(Dataset entries)
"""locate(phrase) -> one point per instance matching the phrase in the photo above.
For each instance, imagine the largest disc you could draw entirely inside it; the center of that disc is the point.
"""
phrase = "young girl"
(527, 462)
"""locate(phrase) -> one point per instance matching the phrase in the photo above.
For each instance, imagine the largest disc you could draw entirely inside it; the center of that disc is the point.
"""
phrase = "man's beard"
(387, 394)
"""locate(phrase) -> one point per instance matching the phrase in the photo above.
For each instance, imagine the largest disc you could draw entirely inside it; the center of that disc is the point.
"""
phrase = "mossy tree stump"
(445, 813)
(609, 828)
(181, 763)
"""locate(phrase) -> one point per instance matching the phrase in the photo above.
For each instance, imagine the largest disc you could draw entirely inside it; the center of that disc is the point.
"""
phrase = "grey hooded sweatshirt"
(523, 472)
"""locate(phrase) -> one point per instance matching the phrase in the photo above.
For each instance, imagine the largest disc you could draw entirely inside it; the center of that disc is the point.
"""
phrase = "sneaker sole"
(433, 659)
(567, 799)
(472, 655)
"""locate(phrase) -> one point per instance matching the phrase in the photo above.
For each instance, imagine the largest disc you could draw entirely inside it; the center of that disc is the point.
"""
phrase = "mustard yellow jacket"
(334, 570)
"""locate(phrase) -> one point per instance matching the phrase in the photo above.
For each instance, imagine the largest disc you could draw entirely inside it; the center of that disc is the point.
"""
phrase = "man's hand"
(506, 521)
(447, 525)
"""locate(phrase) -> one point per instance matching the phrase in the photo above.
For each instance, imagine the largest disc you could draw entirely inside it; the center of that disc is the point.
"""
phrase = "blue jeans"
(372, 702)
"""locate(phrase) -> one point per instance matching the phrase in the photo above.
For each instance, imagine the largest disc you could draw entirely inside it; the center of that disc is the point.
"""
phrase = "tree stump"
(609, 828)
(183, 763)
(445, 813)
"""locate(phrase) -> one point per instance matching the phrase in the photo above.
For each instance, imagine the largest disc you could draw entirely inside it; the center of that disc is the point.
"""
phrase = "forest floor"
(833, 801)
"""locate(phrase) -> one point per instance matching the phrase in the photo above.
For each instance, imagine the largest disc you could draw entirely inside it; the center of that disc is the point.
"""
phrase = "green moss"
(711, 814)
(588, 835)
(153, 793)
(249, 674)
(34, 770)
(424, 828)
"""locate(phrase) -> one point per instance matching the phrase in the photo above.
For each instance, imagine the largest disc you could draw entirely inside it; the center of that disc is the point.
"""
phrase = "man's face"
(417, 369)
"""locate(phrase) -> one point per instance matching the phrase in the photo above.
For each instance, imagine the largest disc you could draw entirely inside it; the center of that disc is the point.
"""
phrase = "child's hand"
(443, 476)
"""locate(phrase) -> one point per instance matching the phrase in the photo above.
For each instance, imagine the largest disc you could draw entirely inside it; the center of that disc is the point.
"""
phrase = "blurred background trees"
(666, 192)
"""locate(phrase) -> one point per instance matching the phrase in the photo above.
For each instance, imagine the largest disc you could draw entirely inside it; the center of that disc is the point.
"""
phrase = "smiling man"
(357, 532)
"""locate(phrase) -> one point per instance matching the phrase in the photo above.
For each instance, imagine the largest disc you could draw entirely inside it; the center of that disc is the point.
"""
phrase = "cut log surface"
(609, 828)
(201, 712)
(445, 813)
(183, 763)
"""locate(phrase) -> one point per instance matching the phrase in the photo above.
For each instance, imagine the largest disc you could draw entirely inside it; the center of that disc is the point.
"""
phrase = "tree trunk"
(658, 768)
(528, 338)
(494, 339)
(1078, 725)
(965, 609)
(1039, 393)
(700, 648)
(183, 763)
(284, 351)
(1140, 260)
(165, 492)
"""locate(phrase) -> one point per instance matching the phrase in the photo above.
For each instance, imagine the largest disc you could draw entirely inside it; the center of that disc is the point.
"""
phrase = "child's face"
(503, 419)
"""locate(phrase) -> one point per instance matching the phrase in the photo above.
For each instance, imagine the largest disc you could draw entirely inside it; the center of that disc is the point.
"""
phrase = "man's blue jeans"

> _Aim of the task_
Would you repeat each line above exactly as it stands?

> _Solution for this task_
"""locate(phrase) -> one point per instance matching the phrase in the photo above.
For each instance, imagine the largest disc you could draw entirely inside it; the center of that disc is the point.
"""
phrase = "young girl"
(527, 462)
"""locate(phrase) -> one point per instance matching the phrase in the photo above.
For each instance, imagine the largest disc you could draw entirely inside it; the center of that disc is the point.
"""
phrase = "man's beard"
(387, 394)
"""locate(phrase) -> one point per instance matching the phrase in the photo above.
For each instance, imagine the largest disc you could draw entirely inside it; the center of that disc is the point.
"""
phrase = "mossy tree stump"
(445, 813)
(609, 828)
(181, 763)
"""locate(phrase) -> one point per instance matching the phrase in the photo above.
For each instance, imagine the largest disc you could draw entirely inside it; the center of that disc is the point.
"""
phrase = "grey hooded sweatshirt"
(523, 472)
"""locate(phrase) -> one point per instance matching the phrase in the photo above.
For each instance, imagine the largest disc you could draw entirely inside it; the center of that disc is the point.
"""
phrase = "sneaker sole"
(433, 659)
(567, 799)
(472, 655)
"""locate(phrase) -> one point per instance matching the phrase in the photo above.
For each instance, imagine the largest disc you could draw entirely inside it; the center of that disc is the point.
"""
phrase = "mustard yellow jacket"
(334, 570)
"""locate(phrase) -> one point per instance matching the phrase in the photo above.
For each instance, imagine the largest disc you could draw entirely inside it; the center of that disc is the point.
"""
phrase = "man's hand"
(506, 521)
(447, 525)
"""locate(phrase) -> one point per instance matching the phrase in the photo above.
For each instance, imagine the largest disc you could draw entirely inside it; the center of that disc is the point.
"""
phrase = "blue jeans"
(372, 702)
"""locate(phrase) -> one point per instance matching the phrase in the photo above.
For each instance, imagine the largest disc you could draw entirely inside it; the center of that disc is the point.
"""
phrase = "tree stump"
(609, 828)
(183, 763)
(445, 813)
"""locate(phrase) -> one point per instance matching the phrase in the photo above.
For each instance, imagine the largest disc you could draw entirely inside it; the center of that disc is the point.
"""
phrase = "forest floor"
(833, 801)
"""locate(phrase) -> one point per instance matching the phrase in the photo above.
For each instance, imagine the largest disc you could draw entirely inside it; the center of that disc is the point.
"""
phrase = "green moss"
(711, 814)
(588, 835)
(153, 793)
(249, 674)
(34, 770)
(424, 828)
"""locate(phrase) -> one point per instance matching the phrase in the photo above.
For each instance, imagine the largest disc you could draw entirely inside it; the center of that disc is the point.
"""
phrase = "man's face"
(417, 369)
"""locate(phrase) -> one point per instance matching the phrase in the photo above.
For each instance, imagine the largest disc you could draw entirely inside it; the center of that disc is the point.
"""
phrase = "child's hand"
(443, 476)
"""locate(phrase) -> one point per instance matching the phrase in the photo above.
For each instance, imagine the largest disc you could draw entirely inside it; the center of that disc is the point.
"""
phrase = "blurred background trees"
(666, 192)
"""locate(phrase) -> one point per instance matching the phrase in the photo above.
For each instance, imagine the largest disc you could draw entirely inside it; the center of that disc is the point.
"""
phrase = "smiling man"
(357, 532)
"""locate(phrase) -> one point per instance matching the phrase in the photo above.
For each instance, imagine the largest disc you could draw entirely inside it; the center of that disc is the point.
"""
phrase = "cut log surface"
(609, 828)
(201, 712)
(445, 813)
(183, 763)
"""locate(phrase) -> one point per instance matching the phrase in the photo above.
For each instance, imagine the largest disc you could draw entirely inside it; the center of that disc is the point.
"""
phrase = "tree trunk"
(658, 768)
(528, 338)
(494, 339)
(1078, 725)
(965, 609)
(1039, 393)
(700, 648)
(183, 763)
(284, 351)
(1140, 260)
(165, 492)
"""locate(phrase) -> one point per instance matching the phrase in the photo above.
For each instance, imagine the largest disc you could draw entirely inside it; the center of that disc is the point.
"""
phrase = "child's face"
(503, 419)
"""locate(phrase) -> one point per instance matching the phrase in the photo above.
For each instance, imagine the largest disc you could draw entirely inside it; the center of that disc is the point.
"""
phrase = "man's blue jeans"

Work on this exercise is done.